[Dataset entries]
--- Begin ---
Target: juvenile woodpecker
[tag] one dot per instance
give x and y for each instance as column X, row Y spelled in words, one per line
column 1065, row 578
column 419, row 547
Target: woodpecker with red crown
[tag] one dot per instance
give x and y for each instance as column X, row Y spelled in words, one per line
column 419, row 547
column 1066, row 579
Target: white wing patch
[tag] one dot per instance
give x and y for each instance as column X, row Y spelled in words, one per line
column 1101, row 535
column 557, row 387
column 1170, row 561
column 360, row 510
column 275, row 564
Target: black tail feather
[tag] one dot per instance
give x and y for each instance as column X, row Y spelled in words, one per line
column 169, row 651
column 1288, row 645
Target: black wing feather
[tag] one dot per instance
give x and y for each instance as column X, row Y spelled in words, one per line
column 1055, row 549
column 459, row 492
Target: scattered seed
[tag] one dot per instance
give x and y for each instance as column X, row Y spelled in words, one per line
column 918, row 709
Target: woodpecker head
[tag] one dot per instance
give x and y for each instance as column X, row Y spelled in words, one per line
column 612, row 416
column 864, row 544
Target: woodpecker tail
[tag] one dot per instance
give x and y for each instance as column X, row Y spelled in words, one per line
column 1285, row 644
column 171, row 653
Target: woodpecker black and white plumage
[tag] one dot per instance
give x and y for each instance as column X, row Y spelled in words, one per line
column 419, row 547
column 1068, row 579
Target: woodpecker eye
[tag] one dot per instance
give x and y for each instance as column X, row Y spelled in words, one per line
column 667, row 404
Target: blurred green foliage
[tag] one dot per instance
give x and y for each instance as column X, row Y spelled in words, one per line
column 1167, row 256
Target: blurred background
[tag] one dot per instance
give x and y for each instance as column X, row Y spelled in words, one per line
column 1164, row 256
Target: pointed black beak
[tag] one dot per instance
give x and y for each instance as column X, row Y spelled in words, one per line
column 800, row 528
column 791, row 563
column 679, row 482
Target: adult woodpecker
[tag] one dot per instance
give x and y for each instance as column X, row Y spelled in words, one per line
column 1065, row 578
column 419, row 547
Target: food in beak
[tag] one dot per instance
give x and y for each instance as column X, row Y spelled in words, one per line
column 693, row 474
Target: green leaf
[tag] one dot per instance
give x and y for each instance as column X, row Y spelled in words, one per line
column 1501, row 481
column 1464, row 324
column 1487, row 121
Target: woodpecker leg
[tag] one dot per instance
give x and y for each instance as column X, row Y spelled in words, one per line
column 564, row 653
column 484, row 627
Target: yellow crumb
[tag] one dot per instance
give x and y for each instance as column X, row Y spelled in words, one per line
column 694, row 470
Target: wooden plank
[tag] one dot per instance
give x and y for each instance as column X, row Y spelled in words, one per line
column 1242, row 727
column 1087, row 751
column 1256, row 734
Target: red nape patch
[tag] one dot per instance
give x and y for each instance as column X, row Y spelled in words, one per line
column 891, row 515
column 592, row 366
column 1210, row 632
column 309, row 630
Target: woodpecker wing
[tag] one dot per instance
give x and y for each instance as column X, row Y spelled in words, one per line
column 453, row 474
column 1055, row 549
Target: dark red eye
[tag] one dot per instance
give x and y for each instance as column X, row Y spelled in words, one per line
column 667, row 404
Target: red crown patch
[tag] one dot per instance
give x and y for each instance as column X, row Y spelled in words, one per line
--- End ---
### Task goal
Render the lines above as a JSON list of strings, one string per line, omitting any blank lines.

### Exercise solution
[
  "Target: juvenile woodpecker",
  "[tag] one dot per instance",
  "give x and y for each instance as column X, row Y spelled in words, one per line",
  "column 1065, row 578",
  "column 419, row 547",
  "Target: woodpecker with red crown",
  "[tag] one dot per instance",
  "give x and y for each instance as column X, row Y spelled in words, one per line",
  "column 419, row 547",
  "column 1066, row 579",
  "Target: white wing patch",
  "[tag] one dot per instance",
  "give x and y for each instance as column X, row Y spelled in words, one per line",
  "column 1101, row 535",
  "column 557, row 387",
  "column 1170, row 561",
  "column 360, row 510",
  "column 275, row 564",
  "Target: black tail feather",
  "[tag] one dot per instance",
  "give x and y for each instance as column X, row Y spelled in words, one per line",
  "column 169, row 651",
  "column 1288, row 645",
  "Target: black wing feather",
  "[tag] one dot per instance",
  "give x and y for each instance as column X, row Y spelled in words, one per line",
  "column 1055, row 549",
  "column 459, row 492",
  "Target: scattered seed",
  "[tag] one dot per instance",
  "give x and y for each instance as column X, row Y spelled in words, one per line",
  "column 918, row 709",
  "Target: woodpecker head",
  "[tag] one dot per instance",
  "give x and y for each instance as column X, row Y spelled in words, one per line",
  "column 612, row 416",
  "column 864, row 544",
  "Target: woodpecker tail",
  "[tag] one dot per instance",
  "give x and y for each instance as column X, row Y spelled in words, one per line",
  "column 1285, row 644",
  "column 171, row 653",
  "Target: woodpecker black and white plumage",
  "[tag] one dot per instance",
  "give x and y for each instance as column X, row Y spelled in words, one per line",
  "column 419, row 547",
  "column 1068, row 579",
  "Target: woodpecker eye",
  "[tag] one dot per instance",
  "give x and y for each instance as column X, row Y spelled in words, one per line",
  "column 667, row 404",
  "Target: blurred green foliage",
  "[tag] one dot per instance",
  "give x and y for each instance as column X, row Y spelled in words, one per line",
  "column 1167, row 256",
  "Target: blurred background",
  "[tag] one dot per instance",
  "give x and y for each instance as column X, row Y spelled in words, one per line",
  "column 1164, row 256",
  "Target: pointed black beak",
  "[tag] one dot per instance",
  "give x and y for each instance as column X, row Y spelled in words, one per line",
  "column 800, row 528",
  "column 791, row 563",
  "column 679, row 482",
  "Target: adult woodpecker",
  "[tag] one dot per instance",
  "give x and y for each instance as column X, row Y spelled in words, one per line",
  "column 1065, row 578",
  "column 419, row 547",
  "Target: food in beak",
  "[tag] one dot per instance",
  "give x and y for each instance as column X, row Y spelled in words, one per line",
  "column 693, row 474",
  "Target: green leaf",
  "[tag] one dot per instance",
  "give x and y for each instance as column X, row Y spelled in words, one per line",
  "column 1501, row 481",
  "column 1464, row 324",
  "column 1487, row 121",
  "Target: woodpecker leg",
  "[tag] one dot per instance",
  "give x and y for each instance as column X, row Y spelled in words, one per line",
  "column 564, row 653",
  "column 484, row 627",
  "Target: yellow crumb",
  "[tag] one dot per instance",
  "give x and y for each instance as column X, row Y spelled in words, one per line",
  "column 694, row 470",
  "Target: wooden plank",
  "[tag] one dot per instance",
  "give x and y for each instance as column X, row Y spelled in words, one per line",
  "column 1242, row 727",
  "column 1087, row 751",
  "column 1256, row 734",
  "Target: red nape patch",
  "[tag] one dot per instance",
  "give x and y for each instance as column X, row Y spelled in words, one per line",
  "column 891, row 515",
  "column 592, row 366",
  "column 1210, row 632",
  "column 309, row 630",
  "Target: woodpecker wing",
  "[tag] one dot per instance",
  "give x and y for each instance as column X, row Y spelled in words, one per line",
  "column 453, row 474",
  "column 1055, row 549",
  "Target: dark red eye",
  "[tag] one dot per instance",
  "give x and y for each instance as column X, row Y spelled in words, one per line",
  "column 667, row 404",
  "Target: red crown patch",
  "[tag] one dot per instance",
  "give x and y for each instance as column X, row Y spelled in words, one per line"
]